__Page excerpt__
════════
The biological regulation of EV cargoes in skeletal muscle wasting

It is now well recognized that EVs can deliver their cargoes to various organs including the skeletal muscle, having a profound influence on these tissues and playing a pivotal role in tissue‐to‐tissue communication. The most studied EV cargoes related to skeletal muscle wasting are noncoding RNA species and proteins, and they can play either a pro‐wasting or anti‐wasting role in the process of skeletal muscle wasting (Figure 1).

EV cargoes and skeletal muscle wasting. EVs derived from parental cells carry diversified functional biomolecules, exerting either pro‐wasting or anti‐wasting role upon assimilation by the skeletal muscle cells. These cargoes are mainly in the form of miRNAs and proteins, packaged into the lumen or loaded on the surface of EVs. Once delivered to the acceptant cells, they can activate or deactivate selective transcription factors through receptor‐mediated or non‐receptor‐mediated signalling transduction. These transcription factors then promote or inhibit the expression of genes encoding components of the ubiquitin‐proteasome system, autophagy system, or apoptosis system, leading to the protection or destruction of myofibrillar proteins. Loss of myofibrillar proteins results in muscle wasting eventually. IL‐6, Interleukin‐6; HMGB1, High Mobility Group Protein B1; PAI‐1, Plasminogen Activator Inhibitor‐1; GDF‐15, Growth Differentiation Factor‐15; Hsp, Heat shock protein.
════════
__Recorded data__
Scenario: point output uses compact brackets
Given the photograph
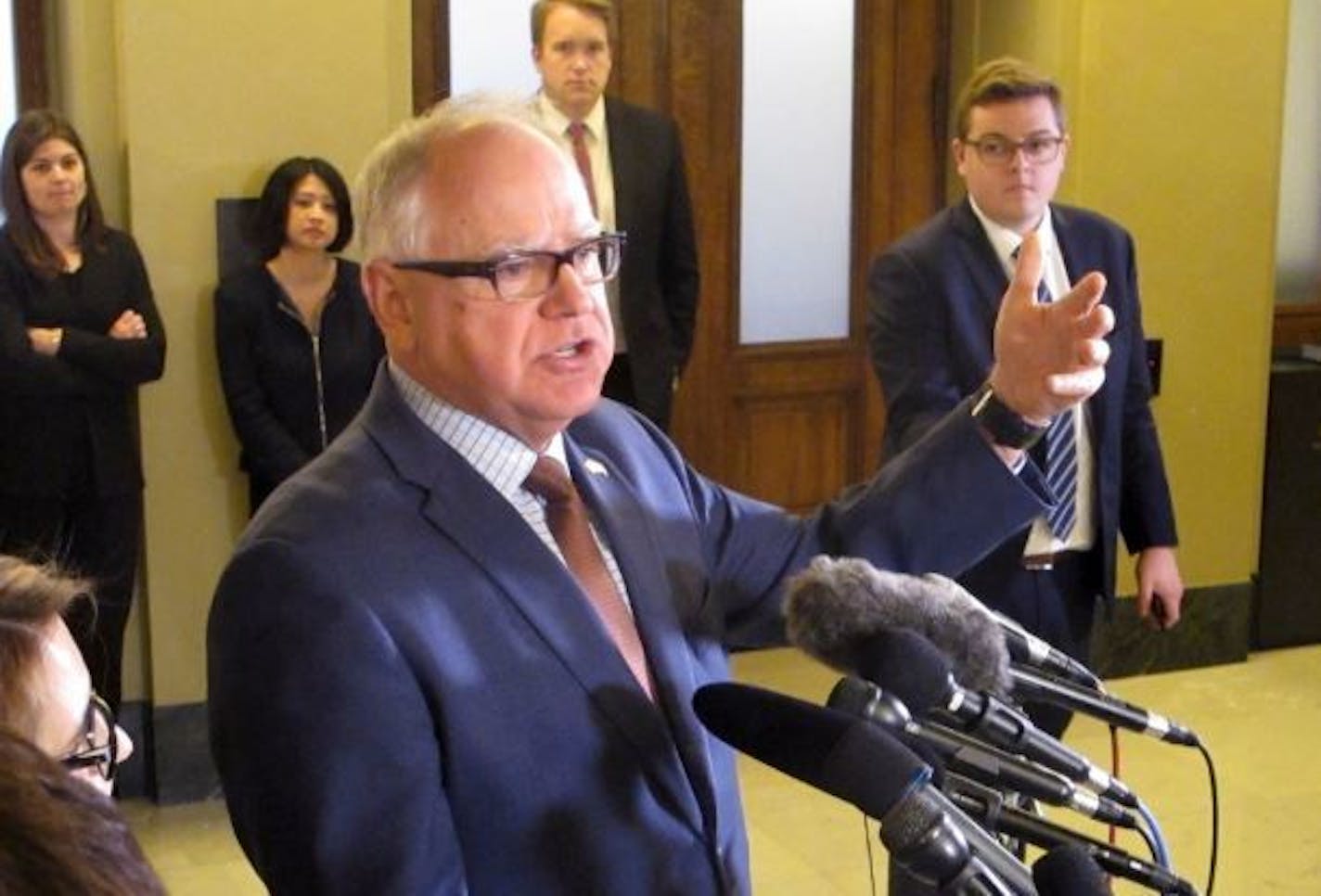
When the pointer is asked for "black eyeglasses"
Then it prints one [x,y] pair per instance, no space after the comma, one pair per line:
════════
__Check your understanding__
a: Rewrite the paragraph of the EV cargo excerpt that begins "It is now well recognized" more briefly, keeping its main facts.
b: Answer the following questions using the EV cargo excerpt.
(i) Which two kinds of EV cargo are the most studied in relation to skeletal muscle wasting?
(ii) Where on or in the EVs are the cargoes packaged or loaded?
(iii) What does the abbreviation GDF‐15 stand for?
c: Continue the excerpt on EV cargoes in skeletal muscle wasting from the point where it stops.
The data are not needed for anything you are asked to do here.

__Results of the tasks__
a: EVs are known to deliver cargoes to organs such as skeletal muscle, strongly affecting these tissues and playing a key role in tissue‐to‐tissue communication. The EV cargoes most studied in skeletal muscle wasting are noncoding RNA species and proteins, which can either promote or oppose wasting (Figure 1).

b:
(i) Noncoding RNA species and proteins.
(ii) Into the lumen or on the surface of the EVs.
(iii) Growth Differentiation Factor‐15.

c:
Extracellular vesicle‐associated mRNAs in skeletal muscle wasting

EV‐encapsulated mRNAs can be protected from degradation by nuclease, and they can be directly translated upon entering the cytosol of recipient cells. ⁴⁰ A previous finding indicates that circulating EVs from xenograft tumours of human lung cancer in nude mice contain human glyceraldehyde‐3‐phosphate dehydrogenase (GAPDH) mRNA. ⁴⁴ It clearly reveals that tumour‐derived EVs in vivo encapsulate mRNA, but whether these EVs can be taken up by distal organs remains to be elucidated. Another study confirms that mRNA‐containing EVs can be taken up by skeletal muscle and induce functional alteration. It demonstrates that Klotho mRNA could be preferentially encapsulated and transferred to aged skeletal muscle through circulating EVs from young animals. And the EV‐associated Klotho mRNAs can rejuvenate aged cell mitochondrial function and enhance skeletal muscle regeneration. ⁴⁵ However, the cellular origin of the Klotho mRNA containing EVs remains elusive. Beyond that, little attention is paid to the EV‐associated mRNA relating to muscle wasting. So further studies are needed to figure out more about EV‐encapsulated mRNAs in the functional modulation of skeletal muscle.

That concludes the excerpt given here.